→ **Excerpted passage**:
** Begin **

For toddlers? Well: ‘Mummy…Mummy…Mummy…Mum…Mummy…Mummy…Mum…Mummy…MUUUUMMMMY!’
6. The Human Psyche
According to Freudian psychology, the human psyche is divided into the id (basic impulses, unconscious, pleasure driven), the super-ego (moral compass), and the ego (the balance between the id and the super-ego, the rational element). In a conflict between the id and the super-ego, the ego serves as the referee.
For toddlers, in a conflict between the id and the super-ego, the id beats the super-ego repeatedly with a stick, whilst the ego takes a nap. The result is the toddler’s decision to continue doing whatever he wants, regardless of consequences or social niceties. (This makes sense, of course, The id is, after all, the childlike element of the psyche. Toddlers are inexplicably childlike.)
Freud believed dreams were about wish fulfilment.
Toddlers do not agree that dreams are about wish fulfilment. Toddlers have parents for that. Mummy will fulfill the wish of more biscuits if Mummy doesn’t want toddler shrieking to haunt her dreams.
Toddlers display transference quite a lot, though it usually relates to requests more than feelings, and it’s entirely conscious. Typically, a request that has been denied by Mummy in transferred to Daddy. If denied by Daddy, the request may be transferred to grandparents, baby siblings, or random strangers on the street.

** End **

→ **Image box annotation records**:
** Begin **

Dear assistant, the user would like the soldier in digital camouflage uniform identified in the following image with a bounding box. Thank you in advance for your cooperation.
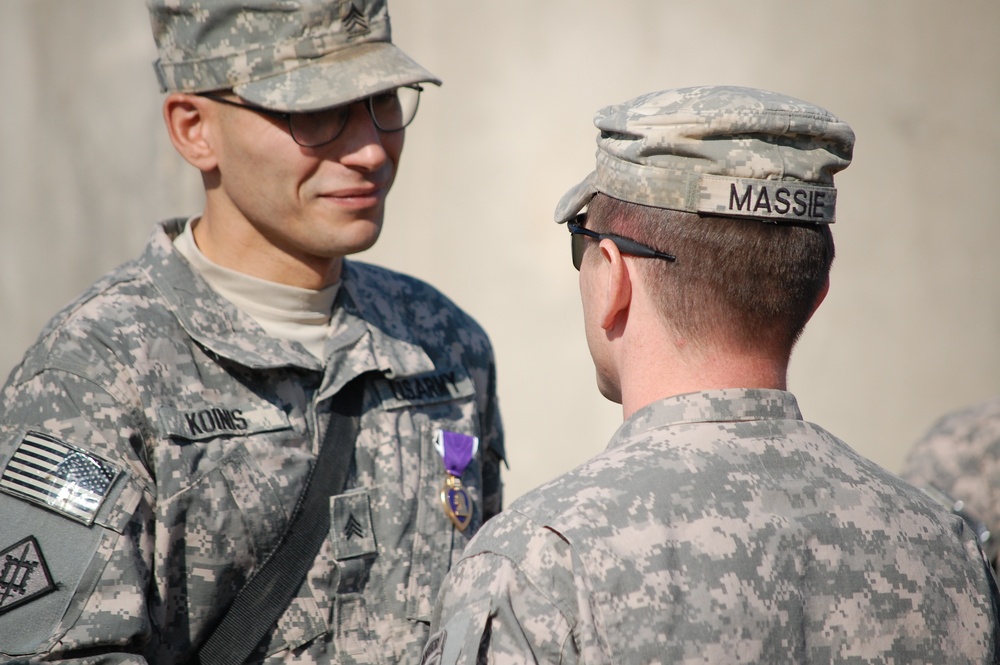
[0,0,503,664]
[424,87,997,664]
[900,395,1000,570]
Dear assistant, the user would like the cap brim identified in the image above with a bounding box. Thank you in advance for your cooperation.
[555,171,597,224]
[233,42,441,112]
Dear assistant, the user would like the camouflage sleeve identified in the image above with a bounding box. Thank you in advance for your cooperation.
[423,512,604,665]
[480,362,506,521]
[0,366,155,663]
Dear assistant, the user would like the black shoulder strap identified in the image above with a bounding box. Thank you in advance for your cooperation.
[198,377,365,665]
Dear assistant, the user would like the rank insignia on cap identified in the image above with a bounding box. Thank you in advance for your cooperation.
[0,536,56,614]
[0,432,120,526]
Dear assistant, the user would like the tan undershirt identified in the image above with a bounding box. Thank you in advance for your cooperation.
[174,219,340,361]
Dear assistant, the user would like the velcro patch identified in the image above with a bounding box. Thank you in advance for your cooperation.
[0,536,56,614]
[0,432,121,526]
[330,492,377,561]
[159,404,291,441]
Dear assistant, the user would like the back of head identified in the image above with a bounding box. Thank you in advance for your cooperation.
[147,0,440,111]
[556,86,854,352]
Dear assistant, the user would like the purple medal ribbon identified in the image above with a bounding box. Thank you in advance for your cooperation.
[434,430,479,531]
[438,430,479,478]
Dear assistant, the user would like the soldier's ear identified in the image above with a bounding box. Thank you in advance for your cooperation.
[163,92,219,173]
[598,239,632,332]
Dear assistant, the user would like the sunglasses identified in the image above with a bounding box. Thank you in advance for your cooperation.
[566,212,677,270]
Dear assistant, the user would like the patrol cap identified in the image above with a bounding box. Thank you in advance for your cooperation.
[147,0,441,111]
[555,86,854,224]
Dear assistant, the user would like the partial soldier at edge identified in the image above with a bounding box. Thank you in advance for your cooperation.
[424,87,998,664]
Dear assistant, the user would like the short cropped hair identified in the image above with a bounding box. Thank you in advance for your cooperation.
[586,193,834,353]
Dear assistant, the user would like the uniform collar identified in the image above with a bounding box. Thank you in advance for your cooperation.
[143,218,434,382]
[608,388,802,448]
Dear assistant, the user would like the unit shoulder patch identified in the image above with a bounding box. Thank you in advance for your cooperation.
[0,536,56,614]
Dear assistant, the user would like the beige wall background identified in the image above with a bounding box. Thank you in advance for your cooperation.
[0,0,1000,498]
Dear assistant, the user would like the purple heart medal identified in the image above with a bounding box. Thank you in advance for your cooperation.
[434,429,479,531]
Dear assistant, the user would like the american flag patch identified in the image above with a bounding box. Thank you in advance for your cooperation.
[0,432,119,526]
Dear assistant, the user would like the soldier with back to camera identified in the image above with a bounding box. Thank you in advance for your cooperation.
[424,87,997,664]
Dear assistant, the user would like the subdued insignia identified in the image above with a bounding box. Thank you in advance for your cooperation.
[0,432,120,526]
[330,490,378,561]
[0,536,56,614]
[344,513,365,540]
[420,630,448,665]
[441,476,472,531]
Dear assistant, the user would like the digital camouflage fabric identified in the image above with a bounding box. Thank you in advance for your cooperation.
[425,390,997,665]
[0,220,503,665]
[146,0,441,111]
[901,395,1000,568]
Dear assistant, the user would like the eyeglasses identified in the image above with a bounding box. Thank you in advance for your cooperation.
[198,85,423,148]
[566,217,677,270]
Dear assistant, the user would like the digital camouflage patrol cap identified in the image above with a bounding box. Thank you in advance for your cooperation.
[147,0,441,111]
[555,86,854,224]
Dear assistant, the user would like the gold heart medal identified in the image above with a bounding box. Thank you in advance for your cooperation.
[434,429,479,531]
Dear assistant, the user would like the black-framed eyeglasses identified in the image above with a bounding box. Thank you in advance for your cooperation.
[566,212,677,270]
[198,85,423,148]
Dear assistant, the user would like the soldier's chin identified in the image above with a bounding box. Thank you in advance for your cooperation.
[343,219,382,255]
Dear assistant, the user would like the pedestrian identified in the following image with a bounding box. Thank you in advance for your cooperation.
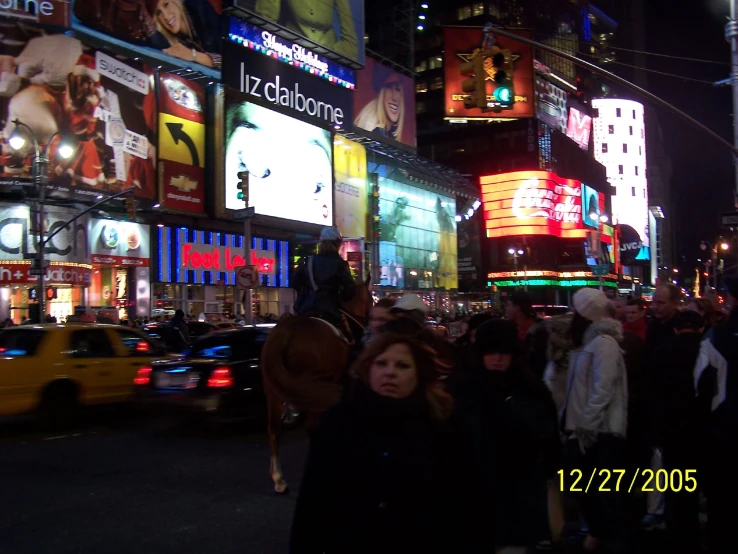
[694,276,738,553]
[505,290,548,379]
[562,288,628,554]
[458,319,561,554]
[290,333,473,554]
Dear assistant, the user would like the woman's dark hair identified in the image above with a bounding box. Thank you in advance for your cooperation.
[351,333,454,421]
[569,311,592,348]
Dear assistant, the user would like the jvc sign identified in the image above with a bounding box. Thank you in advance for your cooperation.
[222,41,354,128]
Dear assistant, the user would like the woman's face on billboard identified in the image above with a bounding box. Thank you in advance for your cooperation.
[225,104,333,224]
[384,81,403,124]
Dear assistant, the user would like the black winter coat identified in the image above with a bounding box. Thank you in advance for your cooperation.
[457,367,561,552]
[290,382,476,554]
[292,252,356,322]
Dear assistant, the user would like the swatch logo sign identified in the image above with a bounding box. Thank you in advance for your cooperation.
[95,51,149,95]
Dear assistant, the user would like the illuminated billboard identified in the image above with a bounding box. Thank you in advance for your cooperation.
[439,27,536,119]
[479,171,587,238]
[225,93,333,225]
[592,98,650,261]
[231,0,364,65]
[379,176,458,290]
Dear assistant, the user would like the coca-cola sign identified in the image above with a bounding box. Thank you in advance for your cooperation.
[480,171,586,238]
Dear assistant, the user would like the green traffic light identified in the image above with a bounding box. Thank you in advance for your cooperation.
[494,87,512,104]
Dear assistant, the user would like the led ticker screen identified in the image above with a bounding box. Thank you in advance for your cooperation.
[480,171,587,238]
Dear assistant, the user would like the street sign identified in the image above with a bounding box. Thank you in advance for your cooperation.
[233,206,256,221]
[236,265,259,290]
[720,212,738,227]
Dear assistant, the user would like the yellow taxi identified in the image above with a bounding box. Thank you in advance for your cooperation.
[0,323,173,421]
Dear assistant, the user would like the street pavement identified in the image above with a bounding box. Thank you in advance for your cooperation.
[0,409,663,554]
[0,413,307,554]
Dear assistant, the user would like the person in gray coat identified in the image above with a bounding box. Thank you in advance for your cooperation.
[562,289,628,553]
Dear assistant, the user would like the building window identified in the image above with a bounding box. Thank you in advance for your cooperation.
[430,77,443,90]
[456,6,471,21]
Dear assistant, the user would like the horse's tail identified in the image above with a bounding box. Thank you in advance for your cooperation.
[261,317,341,412]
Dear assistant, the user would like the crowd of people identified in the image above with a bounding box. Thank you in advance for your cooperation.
[291,280,738,554]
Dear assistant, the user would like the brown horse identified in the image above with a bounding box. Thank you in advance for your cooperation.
[261,278,372,494]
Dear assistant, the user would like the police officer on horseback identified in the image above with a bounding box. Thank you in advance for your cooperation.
[292,227,356,329]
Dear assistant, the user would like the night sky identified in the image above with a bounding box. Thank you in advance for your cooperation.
[640,0,735,265]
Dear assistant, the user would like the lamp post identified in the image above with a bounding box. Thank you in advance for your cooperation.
[8,119,74,323]
[589,212,610,291]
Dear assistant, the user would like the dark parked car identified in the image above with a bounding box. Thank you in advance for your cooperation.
[135,326,270,417]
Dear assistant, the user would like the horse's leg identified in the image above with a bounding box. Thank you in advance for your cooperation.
[267,392,290,494]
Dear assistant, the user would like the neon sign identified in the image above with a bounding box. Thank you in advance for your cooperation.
[480,171,586,238]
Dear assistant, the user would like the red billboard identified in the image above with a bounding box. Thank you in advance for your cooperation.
[159,73,205,213]
[479,171,587,238]
[354,58,415,147]
[440,27,536,119]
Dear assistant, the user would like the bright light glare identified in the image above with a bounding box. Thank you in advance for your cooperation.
[8,133,26,150]
[59,144,74,160]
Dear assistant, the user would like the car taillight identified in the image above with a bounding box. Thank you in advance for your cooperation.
[208,365,233,388]
[133,366,152,385]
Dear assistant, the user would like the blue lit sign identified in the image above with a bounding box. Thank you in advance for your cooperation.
[228,17,356,90]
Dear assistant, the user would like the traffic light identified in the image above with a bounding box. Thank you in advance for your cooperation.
[485,47,515,109]
[238,171,249,208]
[126,196,136,221]
[459,50,487,111]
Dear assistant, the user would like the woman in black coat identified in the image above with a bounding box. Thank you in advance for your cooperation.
[290,334,473,554]
[457,320,561,553]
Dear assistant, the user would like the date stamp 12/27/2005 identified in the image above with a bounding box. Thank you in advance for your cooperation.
[558,468,697,493]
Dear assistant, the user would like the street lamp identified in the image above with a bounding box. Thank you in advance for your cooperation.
[8,119,74,323]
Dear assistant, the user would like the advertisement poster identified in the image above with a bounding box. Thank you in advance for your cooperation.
[333,136,368,238]
[0,0,72,27]
[479,171,587,238]
[443,27,536,119]
[159,73,205,214]
[456,210,484,292]
[582,183,605,229]
[379,176,458,290]
[223,41,354,129]
[354,58,416,147]
[0,25,156,200]
[225,93,333,225]
[535,75,567,133]
[74,0,223,69]
[88,219,151,267]
[233,0,364,64]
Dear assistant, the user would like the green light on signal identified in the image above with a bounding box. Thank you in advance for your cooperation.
[494,87,512,104]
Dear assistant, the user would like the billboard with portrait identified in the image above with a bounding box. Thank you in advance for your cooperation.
[479,171,587,238]
[233,0,364,65]
[224,92,333,225]
[354,58,416,147]
[379,176,458,290]
[74,0,223,69]
[0,25,156,200]
[443,27,536,119]
[333,137,367,238]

** End **

→ **Exercise instructions**:
**A.** The three parts of the human psyche under Freudian psychology are named in the passage about toddlers and Freud. List them.
**B.** In the toddler and Freud passage, what does the ego serve as when the id and the super-ego conflict?
**C.** Transcribe the toddler and Freud passage starting at "For toddlers, in" and ending at "are inexplicably childlike.)".

→ **Task-by-task answers**:
**A.**
- the id
- the super-ego
- the ego

**B.** The ego serves as the referee.

**C.**
For toddlers, in a conflict between the id and the super-ego, the id beats the super-ego repeatedly with a stick, whilst the ego takes a nap. The result is the toddler’s decision to continue doing whatever he wants, regardless of consequences or social niceties. (This makes sense, of course, The id is, after all, the childlike element of the psyche. Toddlers are inexplicably childlike.)